— START Passage —

Rabbi Jeffrey Wolfson Goldwasser

Question: How can I feel touched by Jewish prayer services and Torah readings?

I have found little spiritual support in the Jewish liturgy or Torah readings. The service and the exaltation of God leaves me cold. Similarly the greatness of Torah when looking at the verse escapes me. How does one draw the love and elevated ethical standards from these seemingly sterile sources? I must be missing something. Can you recommend reading or study? I have a personal relationship with God that is strong, but I do not understand how to connect this with prayer and Torah.

Answer: Thank you for your letter and your thoughtful expression of spiritual searching.

I agree with you. God does not require our prayers. It is we who need to express ourselves to something outside and beyond ourselves to give our lives meaning. We don't worship God because God is an egomaniac who needs to hear our praises. Rather, we reach out to God as the source of all meaning because doing so affirms that the universe is not random and the trivial details our lives are not at its center.

However, I disagree with the impression you have about the Jewish relationship to Torah. You say that it seems to you that pious Jews have abandoned the Torah as sterile, and have instead turned toward "current wisdom." While it is true the the rabbinic tradition has in many ways transformed the Torah through interpretation, it has done so in order to make the Torah's teachings relevant to the world in which we live, not to abandon it.

On the surface, the Torah appears to give instruction about farming and raising cattle. It gives details about offering animal sacrifices upon an altar. It deals with issues of slavery and gruesome violence as if they were ordinary, unexceptional events. So, what's so holy about that?

The answer is that the Torah was written thousands of years ago for a community that is very different from our own. Slavery and animal sacrifices were unexceptional, accepted practices two and three thousand years ago. In almost every case, the Torah elevates the accepted practices of its day into the light of ethical and spiritual dimension. Torah demands recognition of the humanity of all people and the need to treat each person with dignity and moral standards.

— END Passage —

Stated exercise A →
In the passage on Jewish prayer and Torah:
(i) What does the questioner say leaves them cold?
(ii) What does the answer say God does not require?
(iii) On the surface, what does the Torah appear to give instruction about?
The listing that comes next is unrelated to the passage on Jewish prayer and Torah.

— START Given entries —

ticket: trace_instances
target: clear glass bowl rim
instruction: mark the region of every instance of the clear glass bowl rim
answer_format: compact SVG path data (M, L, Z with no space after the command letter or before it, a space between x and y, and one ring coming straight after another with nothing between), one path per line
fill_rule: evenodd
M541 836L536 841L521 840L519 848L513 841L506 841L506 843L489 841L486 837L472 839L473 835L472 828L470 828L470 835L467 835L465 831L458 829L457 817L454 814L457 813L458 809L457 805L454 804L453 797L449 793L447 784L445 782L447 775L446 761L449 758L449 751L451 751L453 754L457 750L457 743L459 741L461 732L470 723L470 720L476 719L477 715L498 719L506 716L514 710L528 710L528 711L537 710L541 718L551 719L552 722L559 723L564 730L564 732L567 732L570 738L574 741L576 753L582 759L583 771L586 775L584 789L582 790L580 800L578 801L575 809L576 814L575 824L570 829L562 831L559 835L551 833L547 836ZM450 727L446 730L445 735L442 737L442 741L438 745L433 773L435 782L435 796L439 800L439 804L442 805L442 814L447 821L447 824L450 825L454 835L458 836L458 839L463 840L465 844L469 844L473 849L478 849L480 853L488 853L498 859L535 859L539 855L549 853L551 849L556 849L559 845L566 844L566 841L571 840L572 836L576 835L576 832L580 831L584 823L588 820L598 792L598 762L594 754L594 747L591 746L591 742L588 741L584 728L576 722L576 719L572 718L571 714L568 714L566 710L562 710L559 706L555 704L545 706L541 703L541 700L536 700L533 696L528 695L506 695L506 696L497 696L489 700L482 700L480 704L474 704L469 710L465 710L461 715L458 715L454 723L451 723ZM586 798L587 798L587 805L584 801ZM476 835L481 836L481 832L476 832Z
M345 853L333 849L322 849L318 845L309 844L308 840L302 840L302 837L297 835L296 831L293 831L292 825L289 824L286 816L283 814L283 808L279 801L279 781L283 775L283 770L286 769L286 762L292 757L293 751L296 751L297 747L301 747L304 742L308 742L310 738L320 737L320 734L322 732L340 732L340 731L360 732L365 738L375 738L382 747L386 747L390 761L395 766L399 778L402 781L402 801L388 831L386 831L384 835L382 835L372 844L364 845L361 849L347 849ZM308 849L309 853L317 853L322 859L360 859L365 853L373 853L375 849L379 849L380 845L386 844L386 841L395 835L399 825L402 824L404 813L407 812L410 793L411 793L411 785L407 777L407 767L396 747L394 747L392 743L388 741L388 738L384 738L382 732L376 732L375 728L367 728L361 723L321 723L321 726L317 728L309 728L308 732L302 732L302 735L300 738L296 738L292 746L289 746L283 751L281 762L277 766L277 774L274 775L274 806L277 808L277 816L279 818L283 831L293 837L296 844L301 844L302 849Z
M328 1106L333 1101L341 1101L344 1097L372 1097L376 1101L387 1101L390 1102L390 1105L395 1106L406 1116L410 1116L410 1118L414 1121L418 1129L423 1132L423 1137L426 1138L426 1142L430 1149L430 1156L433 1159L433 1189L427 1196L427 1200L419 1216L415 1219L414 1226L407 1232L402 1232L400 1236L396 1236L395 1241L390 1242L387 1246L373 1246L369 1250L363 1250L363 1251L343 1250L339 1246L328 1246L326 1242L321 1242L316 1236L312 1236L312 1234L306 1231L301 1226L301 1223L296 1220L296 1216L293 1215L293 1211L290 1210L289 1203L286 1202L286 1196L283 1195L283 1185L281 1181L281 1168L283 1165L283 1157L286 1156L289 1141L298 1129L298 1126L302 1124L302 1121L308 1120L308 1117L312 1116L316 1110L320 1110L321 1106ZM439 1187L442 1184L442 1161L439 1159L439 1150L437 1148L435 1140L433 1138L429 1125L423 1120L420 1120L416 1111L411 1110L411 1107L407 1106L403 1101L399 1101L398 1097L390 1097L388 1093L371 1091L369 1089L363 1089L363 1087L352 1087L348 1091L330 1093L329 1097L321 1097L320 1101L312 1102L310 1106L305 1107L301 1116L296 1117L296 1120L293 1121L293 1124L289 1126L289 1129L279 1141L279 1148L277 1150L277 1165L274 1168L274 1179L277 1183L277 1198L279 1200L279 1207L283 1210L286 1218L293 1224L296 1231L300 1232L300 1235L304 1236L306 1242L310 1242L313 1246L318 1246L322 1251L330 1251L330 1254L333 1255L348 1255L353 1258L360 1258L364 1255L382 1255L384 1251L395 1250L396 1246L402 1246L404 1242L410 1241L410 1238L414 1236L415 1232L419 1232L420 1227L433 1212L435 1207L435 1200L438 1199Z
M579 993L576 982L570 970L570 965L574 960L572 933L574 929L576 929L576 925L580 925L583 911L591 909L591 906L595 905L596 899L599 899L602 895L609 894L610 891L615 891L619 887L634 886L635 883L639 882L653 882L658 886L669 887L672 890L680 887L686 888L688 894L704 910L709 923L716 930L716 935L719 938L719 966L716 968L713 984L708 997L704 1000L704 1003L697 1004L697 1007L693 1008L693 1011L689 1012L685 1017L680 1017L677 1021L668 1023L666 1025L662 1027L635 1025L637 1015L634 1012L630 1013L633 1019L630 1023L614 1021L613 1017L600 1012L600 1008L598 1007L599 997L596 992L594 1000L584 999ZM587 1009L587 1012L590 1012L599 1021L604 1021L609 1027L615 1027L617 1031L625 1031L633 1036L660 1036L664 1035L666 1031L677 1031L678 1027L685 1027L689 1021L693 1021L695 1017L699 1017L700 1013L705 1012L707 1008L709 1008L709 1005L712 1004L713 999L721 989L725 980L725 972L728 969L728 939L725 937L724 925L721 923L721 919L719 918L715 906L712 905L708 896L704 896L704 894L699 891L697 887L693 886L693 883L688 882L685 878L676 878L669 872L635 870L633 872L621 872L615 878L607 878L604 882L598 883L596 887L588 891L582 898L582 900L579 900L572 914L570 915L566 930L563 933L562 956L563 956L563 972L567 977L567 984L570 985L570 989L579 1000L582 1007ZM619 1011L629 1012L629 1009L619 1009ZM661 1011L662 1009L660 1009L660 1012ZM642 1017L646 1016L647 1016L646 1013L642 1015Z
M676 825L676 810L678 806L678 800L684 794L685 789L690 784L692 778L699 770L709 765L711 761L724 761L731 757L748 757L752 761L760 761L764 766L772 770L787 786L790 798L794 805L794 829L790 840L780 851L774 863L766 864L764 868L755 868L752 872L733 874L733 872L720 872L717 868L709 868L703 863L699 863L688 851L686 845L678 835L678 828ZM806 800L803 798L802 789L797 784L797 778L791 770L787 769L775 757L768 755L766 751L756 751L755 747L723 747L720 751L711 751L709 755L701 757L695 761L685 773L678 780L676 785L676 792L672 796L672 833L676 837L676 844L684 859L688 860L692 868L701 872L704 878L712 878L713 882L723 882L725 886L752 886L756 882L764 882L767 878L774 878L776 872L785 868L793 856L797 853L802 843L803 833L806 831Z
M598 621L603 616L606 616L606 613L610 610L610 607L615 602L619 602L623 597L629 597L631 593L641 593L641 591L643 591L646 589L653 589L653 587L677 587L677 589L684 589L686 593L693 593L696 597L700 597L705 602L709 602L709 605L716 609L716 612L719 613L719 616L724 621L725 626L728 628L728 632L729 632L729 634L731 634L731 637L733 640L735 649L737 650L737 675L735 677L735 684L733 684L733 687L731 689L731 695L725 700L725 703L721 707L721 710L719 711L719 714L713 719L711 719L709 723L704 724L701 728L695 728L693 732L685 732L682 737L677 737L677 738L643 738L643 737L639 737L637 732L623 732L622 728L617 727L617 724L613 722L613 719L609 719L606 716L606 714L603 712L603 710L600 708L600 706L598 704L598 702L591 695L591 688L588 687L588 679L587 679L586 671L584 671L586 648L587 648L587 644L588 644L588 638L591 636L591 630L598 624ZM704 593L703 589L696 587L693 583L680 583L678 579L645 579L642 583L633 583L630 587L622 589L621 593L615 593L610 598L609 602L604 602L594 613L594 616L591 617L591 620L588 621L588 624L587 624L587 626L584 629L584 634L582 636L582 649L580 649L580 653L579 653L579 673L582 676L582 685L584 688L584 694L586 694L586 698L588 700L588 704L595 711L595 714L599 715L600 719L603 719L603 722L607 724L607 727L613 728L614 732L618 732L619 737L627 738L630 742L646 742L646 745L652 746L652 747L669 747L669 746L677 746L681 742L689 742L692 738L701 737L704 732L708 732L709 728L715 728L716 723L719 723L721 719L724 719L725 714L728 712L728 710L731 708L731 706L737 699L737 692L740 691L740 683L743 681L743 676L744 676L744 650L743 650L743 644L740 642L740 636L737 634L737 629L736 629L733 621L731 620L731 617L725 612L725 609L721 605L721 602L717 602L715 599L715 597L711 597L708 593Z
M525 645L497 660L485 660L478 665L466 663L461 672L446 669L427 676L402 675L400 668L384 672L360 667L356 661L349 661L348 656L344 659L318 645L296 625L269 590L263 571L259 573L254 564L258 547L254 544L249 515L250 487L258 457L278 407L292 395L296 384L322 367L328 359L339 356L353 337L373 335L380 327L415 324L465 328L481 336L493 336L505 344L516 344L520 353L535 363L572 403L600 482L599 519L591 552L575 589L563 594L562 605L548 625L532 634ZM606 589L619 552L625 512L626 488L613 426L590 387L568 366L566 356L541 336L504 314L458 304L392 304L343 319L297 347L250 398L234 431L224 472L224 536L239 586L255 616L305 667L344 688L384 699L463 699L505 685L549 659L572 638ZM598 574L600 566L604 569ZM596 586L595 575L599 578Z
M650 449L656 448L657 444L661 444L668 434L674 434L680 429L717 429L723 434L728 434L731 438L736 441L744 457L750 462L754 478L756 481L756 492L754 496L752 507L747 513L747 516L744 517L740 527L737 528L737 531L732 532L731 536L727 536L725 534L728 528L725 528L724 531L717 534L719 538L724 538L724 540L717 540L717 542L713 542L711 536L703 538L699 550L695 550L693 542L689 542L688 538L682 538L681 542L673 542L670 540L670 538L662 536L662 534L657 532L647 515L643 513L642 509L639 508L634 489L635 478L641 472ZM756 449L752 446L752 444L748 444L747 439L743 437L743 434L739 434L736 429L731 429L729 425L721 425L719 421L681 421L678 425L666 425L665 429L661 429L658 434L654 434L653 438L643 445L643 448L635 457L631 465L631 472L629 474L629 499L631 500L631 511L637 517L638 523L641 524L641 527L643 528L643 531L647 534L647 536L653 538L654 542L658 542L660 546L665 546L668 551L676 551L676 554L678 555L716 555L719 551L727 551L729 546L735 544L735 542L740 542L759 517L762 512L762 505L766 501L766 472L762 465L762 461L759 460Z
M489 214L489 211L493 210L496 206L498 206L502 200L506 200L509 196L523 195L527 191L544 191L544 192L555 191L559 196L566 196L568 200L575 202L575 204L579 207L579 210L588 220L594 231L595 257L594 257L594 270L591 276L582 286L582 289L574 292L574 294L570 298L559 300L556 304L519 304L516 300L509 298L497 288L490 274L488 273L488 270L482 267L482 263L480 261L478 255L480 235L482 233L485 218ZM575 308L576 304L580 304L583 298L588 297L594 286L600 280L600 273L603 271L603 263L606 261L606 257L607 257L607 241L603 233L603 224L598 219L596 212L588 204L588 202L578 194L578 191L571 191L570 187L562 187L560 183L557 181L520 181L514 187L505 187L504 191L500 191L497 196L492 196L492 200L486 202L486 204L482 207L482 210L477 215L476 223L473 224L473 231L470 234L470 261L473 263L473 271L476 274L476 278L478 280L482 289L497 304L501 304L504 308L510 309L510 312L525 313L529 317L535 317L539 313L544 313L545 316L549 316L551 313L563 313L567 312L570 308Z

— END Given entries —

Stated exercise B →
Render the part of the listing that opens with its first line and closes with the line containing "answer_format: compact SVG" as a Markdown table with the columns Row and Line, leaving out blank lines.

Solution A →
(i) The service and the exaltation of God.
(ii) Our prayers.
(iii) Farming and raising cattle.

Solution B →
| Row | Line |
|---|---|
| 1 | ticket: trace_instances |
| 2 | target: clear glass bowl rim |
| 3 | instruction: mark the region of every instance of the clear glass bowl rim |
| 4 | answer_format: compact SVG path data (M, L, Z with no space after the command letter or before it, a space between x and y, and one ring coming straight after another with nothing between), one path per line |